SOURCE PASSAGE >>
This is an automated email from the ASF dual-hosted git repository.

liurenjie1024 pushed a commit to branch main
in repository https://gitbox.apache.org/repos/asf/iceberg-rust.git


The following commit(s) were added to refs/heads/main by this push:
     new fc3d475  refactor: Implement ArrowAsyncFileWriter directly to remove 
tokio (#427)
fc3d475 is described below

commit fc3d4757996c20ca50fccebf25a0e6288abeb9d8
Author: Xuanwo <[email protected]>
AuthorDate: Tue Jul 2 10:33:01 2024 +0800

    refactor: Implement ArrowAsyncFileWriter directly to remove tokio (#427)
    
    * refactor: Implement ArrowAsyncFileWriter directly to remove tokio
    
    Signed-off-by: Xuanwo <[email protected]>
    
    * Make build pass
    
    Signed-off-by: Xuanwo <[email protected]>
    
    ---------
    
    Signed-off-by: Xuanwo <[email protected]>
---
 crates/iceberg/Cargo.toml                          |   2 +-
 .../src/writer/file_writer/parquet_writer.rs       | 129 +++++----------------
 2 files changed, 33 insertions(+), 98 deletions(-)

SET TASK A >> Decide whether each statement below agrees with the iceberg-rust commit email, answering yes or no and quoting the words from the email that decide it: (i) the commit was pushed to the main branch; (ii) the commit changed three files; (iii) Xuanwo is listed as the commit's author.
SET TASK B >> Write the next part of the iceberg-rust commit email, starting after its final line.

ENTRIES PROVIDED >>
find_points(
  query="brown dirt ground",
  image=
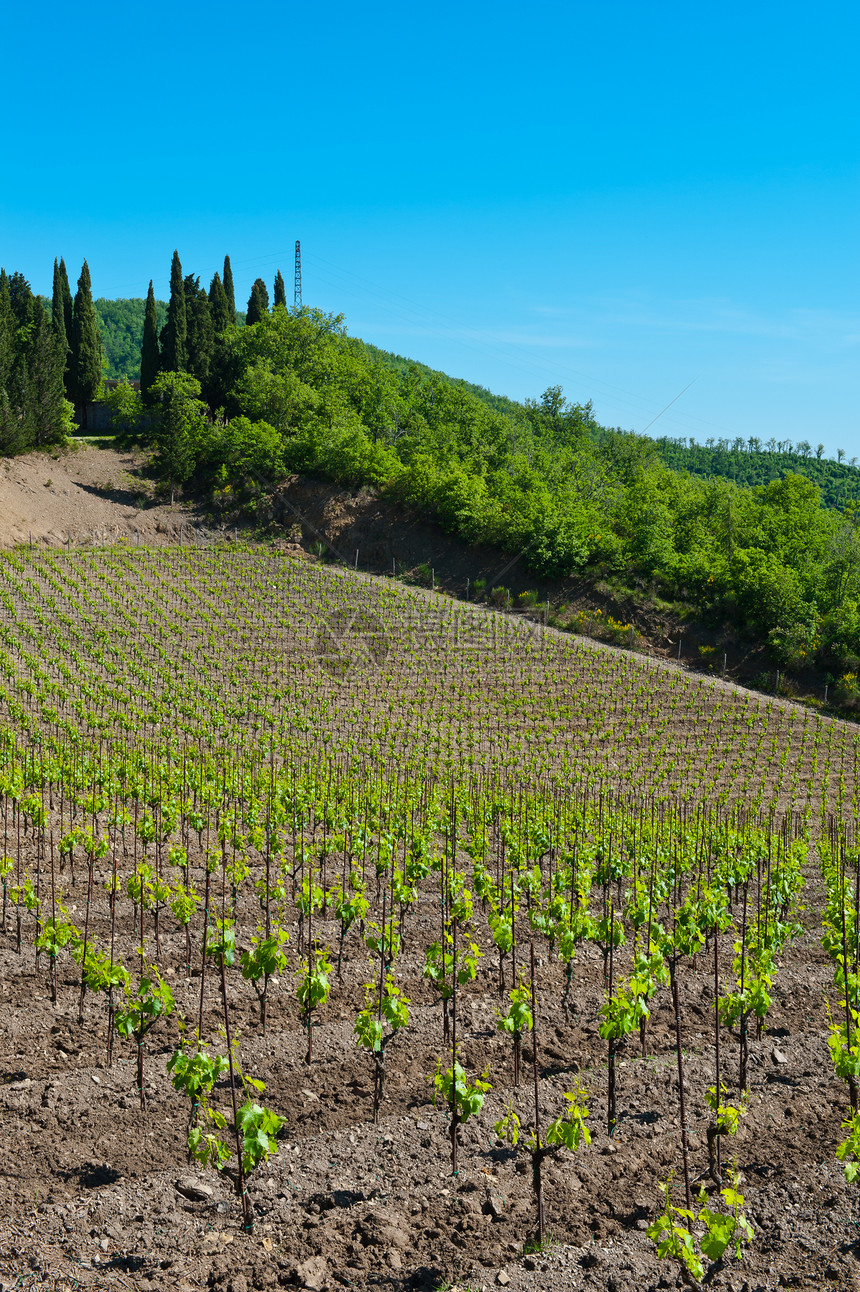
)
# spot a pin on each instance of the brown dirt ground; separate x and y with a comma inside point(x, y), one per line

RESULT A >>
(i) Yes: "liurenjie1024 pushed a commit to branch main"
(ii) No: "2 files changed, 33 insertions(+), 98 deletions(-)"
(iii) Yes: "Author: Xuanwo"

RESULT B >>
diff --git a/crates/iceberg/Cargo.toml b/crates/iceberg/Cargo.toml
index 5404ac9..6cad4ad 100644
--- a/crates/iceberg/Cargo.toml
+++ b/crates/iceberg/Cargo.toml
@@ -71,7 +71,6 @@ serde_derive = { workspace = true }
 serde_json = { workspace = true }
 serde_repr = { workspace = true }
 serde_with = { workspace = true }
-tokio = { workspace = true }
 typed-builder = { workspace = true }
 url = { workspace = true }
 urlencoding = { workspace = true }
@@ -82,3 +81,4 @@ iceberg_test_utils = { path = "../test_utils", features = 
["tests"] }
 pretty_assertions = { workspace = true }
 tempfile = { workspace = true }
 tera = { workspace = true }
+tokio = { workspace = true }
diff --git a/crates/iceberg/src/writer/file_writer/parquet_writer.rs 
b/crates/iceberg/src/writer/file_writer/parquet_writer.rs
index 50a507e..43e49fc 100644
--- a/crates/iceberg/src/writer/file_writer/parquet_writer.rs
+++ b/crates/iceberg/src/writer/file_writer/parquet_writer.rs
@@ -17,6 +17,11 @@
 
 //! The module contains the file writer for parquet file format.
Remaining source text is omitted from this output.